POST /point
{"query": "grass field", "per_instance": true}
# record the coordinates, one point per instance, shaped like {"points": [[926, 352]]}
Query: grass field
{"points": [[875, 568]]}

__________

Written problem
Render the rows above as a two-column CSV with the headers request and reply, one line for each row. Put the request text and its answer each in a single quoted field, with line breaks replaced by spaces.

Exercise answer
request,reply
"POST /point {""query"": ""grass field"", ""per_instance"": true} # record the coordinates, one point per instance, shaped like {""points"": [[926, 352]]} Query: grass field","{""points"": [[875, 568]]}"